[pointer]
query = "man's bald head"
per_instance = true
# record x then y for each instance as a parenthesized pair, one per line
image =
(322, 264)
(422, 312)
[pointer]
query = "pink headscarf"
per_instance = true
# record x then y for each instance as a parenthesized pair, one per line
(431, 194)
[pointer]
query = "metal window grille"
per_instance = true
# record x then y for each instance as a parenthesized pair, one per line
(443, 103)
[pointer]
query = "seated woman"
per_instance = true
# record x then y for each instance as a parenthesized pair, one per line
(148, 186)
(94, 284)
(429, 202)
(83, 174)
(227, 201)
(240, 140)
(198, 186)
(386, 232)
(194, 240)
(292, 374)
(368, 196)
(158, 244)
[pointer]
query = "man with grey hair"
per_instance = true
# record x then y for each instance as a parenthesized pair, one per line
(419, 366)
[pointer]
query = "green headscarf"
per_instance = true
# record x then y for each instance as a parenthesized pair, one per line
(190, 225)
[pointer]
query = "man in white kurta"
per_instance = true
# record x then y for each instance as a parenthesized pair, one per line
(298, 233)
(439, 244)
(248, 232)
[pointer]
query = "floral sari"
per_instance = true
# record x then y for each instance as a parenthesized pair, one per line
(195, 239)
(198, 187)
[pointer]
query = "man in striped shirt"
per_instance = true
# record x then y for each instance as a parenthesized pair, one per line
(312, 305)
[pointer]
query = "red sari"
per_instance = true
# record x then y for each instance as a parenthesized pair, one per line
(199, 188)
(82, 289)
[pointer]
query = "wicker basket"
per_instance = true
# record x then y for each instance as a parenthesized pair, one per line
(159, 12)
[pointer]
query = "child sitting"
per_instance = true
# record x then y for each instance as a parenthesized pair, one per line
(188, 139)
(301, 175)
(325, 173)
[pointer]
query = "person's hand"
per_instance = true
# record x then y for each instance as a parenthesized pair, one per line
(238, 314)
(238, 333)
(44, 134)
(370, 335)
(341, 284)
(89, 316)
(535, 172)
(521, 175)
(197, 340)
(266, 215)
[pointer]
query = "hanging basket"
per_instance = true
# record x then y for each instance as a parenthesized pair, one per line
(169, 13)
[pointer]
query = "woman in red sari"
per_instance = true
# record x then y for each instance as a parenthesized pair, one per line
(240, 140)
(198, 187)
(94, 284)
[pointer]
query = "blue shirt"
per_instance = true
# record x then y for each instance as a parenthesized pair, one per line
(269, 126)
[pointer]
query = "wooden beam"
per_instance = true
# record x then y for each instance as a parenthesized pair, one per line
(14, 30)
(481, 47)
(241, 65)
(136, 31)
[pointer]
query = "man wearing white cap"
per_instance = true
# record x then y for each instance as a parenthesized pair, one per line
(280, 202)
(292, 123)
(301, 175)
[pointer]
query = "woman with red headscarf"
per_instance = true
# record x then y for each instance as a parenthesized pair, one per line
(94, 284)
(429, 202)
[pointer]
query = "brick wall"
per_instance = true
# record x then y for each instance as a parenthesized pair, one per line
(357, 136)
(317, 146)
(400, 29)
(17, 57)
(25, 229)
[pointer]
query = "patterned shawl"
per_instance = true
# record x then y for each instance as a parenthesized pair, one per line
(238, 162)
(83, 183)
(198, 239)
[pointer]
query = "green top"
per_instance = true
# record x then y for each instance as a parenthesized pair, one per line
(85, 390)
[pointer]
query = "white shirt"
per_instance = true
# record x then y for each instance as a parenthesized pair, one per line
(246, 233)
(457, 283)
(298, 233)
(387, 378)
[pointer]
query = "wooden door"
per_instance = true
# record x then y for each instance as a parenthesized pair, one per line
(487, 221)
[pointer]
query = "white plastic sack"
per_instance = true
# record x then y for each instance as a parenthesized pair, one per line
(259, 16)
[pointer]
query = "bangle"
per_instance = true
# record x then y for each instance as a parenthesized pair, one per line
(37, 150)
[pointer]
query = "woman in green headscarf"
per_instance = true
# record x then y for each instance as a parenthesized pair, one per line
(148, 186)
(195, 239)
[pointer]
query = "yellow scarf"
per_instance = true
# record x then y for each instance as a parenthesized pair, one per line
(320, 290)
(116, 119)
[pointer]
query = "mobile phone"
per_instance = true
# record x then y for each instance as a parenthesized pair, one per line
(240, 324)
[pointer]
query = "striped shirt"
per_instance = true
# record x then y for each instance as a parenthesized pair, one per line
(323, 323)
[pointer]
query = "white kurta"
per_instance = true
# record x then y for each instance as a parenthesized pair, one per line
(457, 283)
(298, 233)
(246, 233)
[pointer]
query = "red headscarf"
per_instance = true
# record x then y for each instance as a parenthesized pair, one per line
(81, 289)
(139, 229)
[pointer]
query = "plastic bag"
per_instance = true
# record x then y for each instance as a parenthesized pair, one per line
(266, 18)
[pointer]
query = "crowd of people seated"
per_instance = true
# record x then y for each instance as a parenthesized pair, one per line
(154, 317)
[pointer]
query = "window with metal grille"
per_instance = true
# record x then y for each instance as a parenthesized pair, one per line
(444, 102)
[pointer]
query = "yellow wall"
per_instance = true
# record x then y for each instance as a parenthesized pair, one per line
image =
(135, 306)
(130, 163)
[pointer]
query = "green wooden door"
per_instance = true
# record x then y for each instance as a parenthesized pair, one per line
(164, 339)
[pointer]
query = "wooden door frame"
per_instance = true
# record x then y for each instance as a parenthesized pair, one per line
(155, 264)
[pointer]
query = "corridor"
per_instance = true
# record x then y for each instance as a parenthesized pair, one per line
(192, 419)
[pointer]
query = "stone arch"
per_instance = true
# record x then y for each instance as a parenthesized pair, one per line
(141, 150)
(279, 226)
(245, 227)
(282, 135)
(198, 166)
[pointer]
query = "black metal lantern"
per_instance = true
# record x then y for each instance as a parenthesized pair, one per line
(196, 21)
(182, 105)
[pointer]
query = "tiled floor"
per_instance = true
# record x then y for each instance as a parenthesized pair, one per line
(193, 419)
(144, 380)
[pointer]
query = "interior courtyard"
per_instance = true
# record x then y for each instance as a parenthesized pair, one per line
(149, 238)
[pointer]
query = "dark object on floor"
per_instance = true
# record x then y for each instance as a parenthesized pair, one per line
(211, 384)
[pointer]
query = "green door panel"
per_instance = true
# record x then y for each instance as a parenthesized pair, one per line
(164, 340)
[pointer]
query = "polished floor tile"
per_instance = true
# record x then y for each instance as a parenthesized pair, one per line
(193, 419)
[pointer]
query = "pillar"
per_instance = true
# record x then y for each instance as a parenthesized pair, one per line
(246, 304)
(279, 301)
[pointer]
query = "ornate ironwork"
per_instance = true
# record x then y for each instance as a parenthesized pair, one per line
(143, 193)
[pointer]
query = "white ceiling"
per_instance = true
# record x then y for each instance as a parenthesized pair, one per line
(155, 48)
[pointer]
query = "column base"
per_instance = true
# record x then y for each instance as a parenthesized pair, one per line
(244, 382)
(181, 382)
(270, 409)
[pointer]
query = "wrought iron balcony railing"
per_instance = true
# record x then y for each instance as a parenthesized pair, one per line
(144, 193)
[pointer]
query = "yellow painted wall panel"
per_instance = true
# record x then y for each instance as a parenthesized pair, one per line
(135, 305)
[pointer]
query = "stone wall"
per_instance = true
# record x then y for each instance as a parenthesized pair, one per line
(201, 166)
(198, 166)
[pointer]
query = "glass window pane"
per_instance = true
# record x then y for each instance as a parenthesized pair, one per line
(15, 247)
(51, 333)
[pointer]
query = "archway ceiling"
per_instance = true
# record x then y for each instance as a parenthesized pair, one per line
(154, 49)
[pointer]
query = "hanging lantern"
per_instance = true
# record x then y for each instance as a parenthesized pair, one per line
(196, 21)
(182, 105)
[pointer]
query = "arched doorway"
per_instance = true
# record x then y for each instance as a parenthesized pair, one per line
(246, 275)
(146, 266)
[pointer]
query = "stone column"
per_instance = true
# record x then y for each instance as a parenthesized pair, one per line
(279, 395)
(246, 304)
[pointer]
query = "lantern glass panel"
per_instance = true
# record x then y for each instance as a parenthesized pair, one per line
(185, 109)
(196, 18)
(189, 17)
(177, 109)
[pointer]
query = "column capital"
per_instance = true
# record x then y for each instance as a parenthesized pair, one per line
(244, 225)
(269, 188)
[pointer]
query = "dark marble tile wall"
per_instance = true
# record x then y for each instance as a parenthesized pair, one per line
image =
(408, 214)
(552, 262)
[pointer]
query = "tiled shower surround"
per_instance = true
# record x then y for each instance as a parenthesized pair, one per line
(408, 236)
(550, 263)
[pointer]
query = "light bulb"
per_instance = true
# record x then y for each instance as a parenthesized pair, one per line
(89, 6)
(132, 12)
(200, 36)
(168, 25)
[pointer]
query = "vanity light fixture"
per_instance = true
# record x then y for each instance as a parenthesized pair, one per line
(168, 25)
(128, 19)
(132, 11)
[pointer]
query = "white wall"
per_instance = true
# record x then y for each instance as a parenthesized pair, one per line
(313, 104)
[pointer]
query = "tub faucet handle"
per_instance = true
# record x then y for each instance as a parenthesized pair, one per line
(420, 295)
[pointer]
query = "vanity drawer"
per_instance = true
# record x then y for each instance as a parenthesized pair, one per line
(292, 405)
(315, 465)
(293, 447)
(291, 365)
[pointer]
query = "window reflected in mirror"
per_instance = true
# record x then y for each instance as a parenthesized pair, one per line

▸ **ACTIVITY**
In the listing, find every line containing the word "shirt" and list it.

▸ **SOLUTION TO THIS EXERCISE**
query = "man in striped shirt"
query = "blue shirt"
query = "white shirt"
query = "striped shirt"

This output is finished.